» INSTRUCTIONS TO FOLLOW: Output the data below in full, byte for byte. Nothing may differ.

━━━ PROVIDED MATERIAL

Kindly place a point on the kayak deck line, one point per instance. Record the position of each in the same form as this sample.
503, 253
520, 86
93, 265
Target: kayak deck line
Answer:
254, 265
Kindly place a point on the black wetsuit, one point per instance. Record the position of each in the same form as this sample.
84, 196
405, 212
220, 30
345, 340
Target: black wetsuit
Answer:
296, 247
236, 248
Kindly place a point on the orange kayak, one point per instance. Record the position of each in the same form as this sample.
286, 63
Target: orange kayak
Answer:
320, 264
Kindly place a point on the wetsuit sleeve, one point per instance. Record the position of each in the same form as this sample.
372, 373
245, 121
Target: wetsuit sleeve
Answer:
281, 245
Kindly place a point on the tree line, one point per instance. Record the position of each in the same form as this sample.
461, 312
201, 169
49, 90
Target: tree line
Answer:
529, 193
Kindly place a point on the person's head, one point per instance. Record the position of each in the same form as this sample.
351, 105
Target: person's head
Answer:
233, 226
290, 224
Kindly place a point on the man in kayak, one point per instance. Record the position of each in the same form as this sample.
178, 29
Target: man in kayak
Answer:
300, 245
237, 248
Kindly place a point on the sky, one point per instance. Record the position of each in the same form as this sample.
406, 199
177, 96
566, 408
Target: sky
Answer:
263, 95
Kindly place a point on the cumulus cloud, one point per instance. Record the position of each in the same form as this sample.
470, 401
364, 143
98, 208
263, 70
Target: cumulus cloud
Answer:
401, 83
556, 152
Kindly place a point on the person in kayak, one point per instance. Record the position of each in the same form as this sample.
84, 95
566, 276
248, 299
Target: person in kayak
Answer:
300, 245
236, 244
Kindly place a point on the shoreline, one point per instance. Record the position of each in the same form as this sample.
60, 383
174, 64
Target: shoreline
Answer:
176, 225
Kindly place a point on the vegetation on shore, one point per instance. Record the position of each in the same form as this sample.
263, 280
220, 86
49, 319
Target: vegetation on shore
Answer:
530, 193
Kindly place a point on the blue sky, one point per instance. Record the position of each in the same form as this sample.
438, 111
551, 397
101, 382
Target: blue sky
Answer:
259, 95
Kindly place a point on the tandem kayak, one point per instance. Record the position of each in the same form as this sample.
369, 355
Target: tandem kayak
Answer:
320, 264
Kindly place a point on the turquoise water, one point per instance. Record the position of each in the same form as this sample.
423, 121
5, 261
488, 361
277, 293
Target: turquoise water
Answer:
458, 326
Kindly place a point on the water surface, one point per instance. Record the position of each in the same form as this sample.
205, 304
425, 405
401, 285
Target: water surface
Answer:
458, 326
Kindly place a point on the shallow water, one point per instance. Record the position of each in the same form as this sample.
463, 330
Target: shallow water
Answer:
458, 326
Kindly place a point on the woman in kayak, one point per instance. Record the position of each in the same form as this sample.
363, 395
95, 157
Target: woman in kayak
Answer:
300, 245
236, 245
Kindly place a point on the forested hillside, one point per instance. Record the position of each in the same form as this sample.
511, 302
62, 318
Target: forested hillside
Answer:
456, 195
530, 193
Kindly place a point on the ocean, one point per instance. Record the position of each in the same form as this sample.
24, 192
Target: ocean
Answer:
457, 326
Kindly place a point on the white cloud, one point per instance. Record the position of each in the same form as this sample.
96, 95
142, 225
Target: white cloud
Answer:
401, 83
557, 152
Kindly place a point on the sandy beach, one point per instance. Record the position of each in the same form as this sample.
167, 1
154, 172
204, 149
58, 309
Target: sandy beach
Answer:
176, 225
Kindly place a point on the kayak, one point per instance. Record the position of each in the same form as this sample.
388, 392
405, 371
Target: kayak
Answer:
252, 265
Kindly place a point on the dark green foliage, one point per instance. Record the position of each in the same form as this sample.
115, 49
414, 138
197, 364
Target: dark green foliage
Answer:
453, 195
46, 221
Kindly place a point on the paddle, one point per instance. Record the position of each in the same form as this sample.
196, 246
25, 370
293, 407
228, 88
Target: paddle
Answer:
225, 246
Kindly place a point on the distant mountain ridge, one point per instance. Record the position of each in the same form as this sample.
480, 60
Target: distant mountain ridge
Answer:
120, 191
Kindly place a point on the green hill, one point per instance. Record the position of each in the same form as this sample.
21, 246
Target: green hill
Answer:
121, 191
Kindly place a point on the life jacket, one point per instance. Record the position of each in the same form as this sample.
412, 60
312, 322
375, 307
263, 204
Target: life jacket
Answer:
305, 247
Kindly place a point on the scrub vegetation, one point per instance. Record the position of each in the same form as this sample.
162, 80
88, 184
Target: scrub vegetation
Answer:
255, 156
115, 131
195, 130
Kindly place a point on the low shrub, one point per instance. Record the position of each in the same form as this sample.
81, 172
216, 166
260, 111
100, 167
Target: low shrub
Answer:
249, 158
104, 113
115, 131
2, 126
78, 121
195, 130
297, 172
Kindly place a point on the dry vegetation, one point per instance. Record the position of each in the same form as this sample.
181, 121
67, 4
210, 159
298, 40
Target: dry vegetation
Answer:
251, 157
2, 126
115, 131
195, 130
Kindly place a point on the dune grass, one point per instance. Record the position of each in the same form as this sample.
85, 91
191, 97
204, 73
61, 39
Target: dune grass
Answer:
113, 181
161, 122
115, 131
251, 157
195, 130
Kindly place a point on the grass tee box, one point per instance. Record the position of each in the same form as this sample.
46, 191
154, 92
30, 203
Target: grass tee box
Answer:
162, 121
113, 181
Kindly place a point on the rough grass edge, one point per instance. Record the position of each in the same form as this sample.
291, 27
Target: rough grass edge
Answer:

━━━━━━

» SOLUTION TO THE PROBLEM:
Kindly place a point on the kayak deck line, one point per instance. Record the position of each in the same form as this sample.
503, 253
520, 86
93, 265
Target: kayak deck line
Answer:
254, 265
Kindly place a point on the black wetsuit, one point per instance. Record the position of each in the same form as this sample.
84, 196
405, 212
220, 30
345, 340
Target: black wetsuit
Answer:
296, 247
236, 248
Kindly place a point on the orange kayak, one point per instance. Record the position of each in the same form as this sample.
286, 63
Target: orange kayak
Answer:
320, 264
Kindly place a point on the wetsuit sleeve, one point per instance. Record the position of each in the same form as this sample.
372, 373
245, 121
Target: wetsuit sleeve
Answer:
281, 245
Kindly place a point on the tree line, one point per instance. Record the position of each in the same form as this sample.
461, 312
201, 169
49, 90
Target: tree line
Answer:
529, 193
Kindly place a point on the person's head, one point per instance. Record the position of each in the same form as this sample.
351, 105
Target: person's head
Answer:
233, 226
290, 224
Kindly place a point on the man in kayak, one point per instance. Record the position of each in the same form as this sample.
178, 29
Target: man in kayak
Answer:
300, 245
237, 248
Kindly place a point on the sky, one point per instance. Record the position of each in the same form as this sample.
406, 199
177, 96
566, 408
Target: sky
Answer:
263, 95
Kindly place a point on the cumulus cloud, one point per instance. Record the position of each in the same form as this sample.
470, 401
364, 143
98, 208
263, 70
Target: cumulus cloud
Answer:
401, 83
556, 152
Kindly place a point on the person in kayak, one point per instance. Record the position of each in the same form as this sample.
84, 95
566, 276
248, 299
Target: person in kayak
Answer:
300, 245
236, 244
Kindly place a point on the shoreline, one point per instance. Record the position of each in the same form as this sample.
60, 383
174, 64
Target: shoreline
Answer:
176, 225
Kindly place a point on the vegetation on shore, one point per instance. Record the position of each in the same form as this sample.
263, 280
220, 86
49, 319
Target: vegetation on shore
Answer:
530, 193
Kindly place a point on the blue sky, one point per instance. Record the position of each in the same form as this sample.
438, 111
551, 397
101, 382
Target: blue sky
Answer:
259, 95
Kindly place a point on the tandem kayak, one point per instance. Record the position of each in the same form as this sample.
369, 355
Target: tandem kayak
Answer:
320, 264
Kindly place a point on the turquoise water, one point per instance. Record the position of each in the same form as this sample.
423, 121
5, 261
488, 361
277, 293
Target: turquoise water
Answer:
458, 326
Kindly place a point on the water surface, one point per instance. Record the position of each in the same form as this sample.
205, 304
425, 405
401, 285
Target: water surface
Answer:
458, 326
Kindly place a point on the shallow water, one point per instance. Record the position of each in the same form as this sample.
463, 330
Target: shallow water
Answer:
458, 326
Kindly place a point on the woman in kayak, one point per instance. Record the position of each in the same form as this sample.
363, 395
95, 157
Target: woman in kayak
Answer:
300, 245
236, 245
Kindly place a point on the forested hillside, one point per instance. Record the position of each in the same form as this sample.
511, 302
62, 318
Target: forested hillside
Answer:
456, 195
530, 193
Kindly place a point on the ocean, one point per instance. Record the position of each in the same form as this sample.
24, 192
Target: ocean
Answer:
457, 326
Kindly place a point on the white cloud, one point per instance. Record the position of each in the same form as this sample.
96, 95
142, 225
Target: white cloud
Answer:
401, 83
557, 152
Kindly place a point on the sandy beach, one point per instance. Record the position of each in the same form as this sample.
167, 1
154, 172
204, 149
58, 309
Target: sandy beach
Answer:
176, 225
Kindly place a point on the kayak, one point per instance. Record the position of each in the same form as this sample.
388, 392
405, 371
Target: kayak
Answer:
252, 265
Kindly place a point on the dark green foliage, one point per instance. Record the position of each in the same form as this sample.
115, 49
414, 138
197, 364
Target: dark green foliage
Answer:
453, 195
46, 221
Kindly place a point on the paddle, one point per instance. Record the position of each in the same form as this sample.
196, 246
25, 370
293, 407
228, 88
Target: paddle
Answer:
225, 246
Kindly place a point on the distant mountain ridge, one point per instance. Record the position of each in the same form as this sample.
480, 60
Target: distant mountain ridge
Answer:
120, 191
Kindly place a point on the green hill, one point per instance. Record the position of each in the same form as this sample.
21, 246
Target: green hill
Answer:
121, 191
Kindly place a point on the life jacket, one point per instance. Record the position of each in the same form as this sample.
412, 60
312, 322
375, 307
263, 204
Target: life jacket
Answer:
305, 247
Kindly place a point on the scrub vegetation, one point per instance. Record the position of each in the same form as this sample.
162, 80
88, 184
Target: scrub vegetation
Answer:
255, 156
115, 131
195, 130
Kindly place a point on the low shrub, one point per instance. Record the position of each in the same form as this sample.
81, 172
216, 166
260, 111
100, 167
Target: low shrub
Answer:
249, 158
104, 113
115, 131
2, 126
78, 121
195, 130
297, 172
Kindly place a point on the dry vegetation, one point per instance. Record the position of each in the same form as this sample.
181, 121
67, 4
210, 159
298, 40
Target: dry vegetation
Answer:
251, 157
2, 126
115, 131
195, 130
Kindly place a point on the dune grass, one point per instance. Record the position of each in the same form as this sample.
85, 91
191, 97
204, 73
61, 39
Target: dune grass
Answer:
113, 181
161, 122
115, 131
251, 157
195, 130
Kindly place a point on the grass tee box, one point per instance. Record the position of each in the same form as this sample.
46, 191
154, 92
30, 203
Target: grass tee box
Answer:
162, 121
113, 181
Kindly place a point on the rough grass edge, one point per instance. Record the position of each in the same form as this sample.
291, 27
Target: rough grass edge
Answer:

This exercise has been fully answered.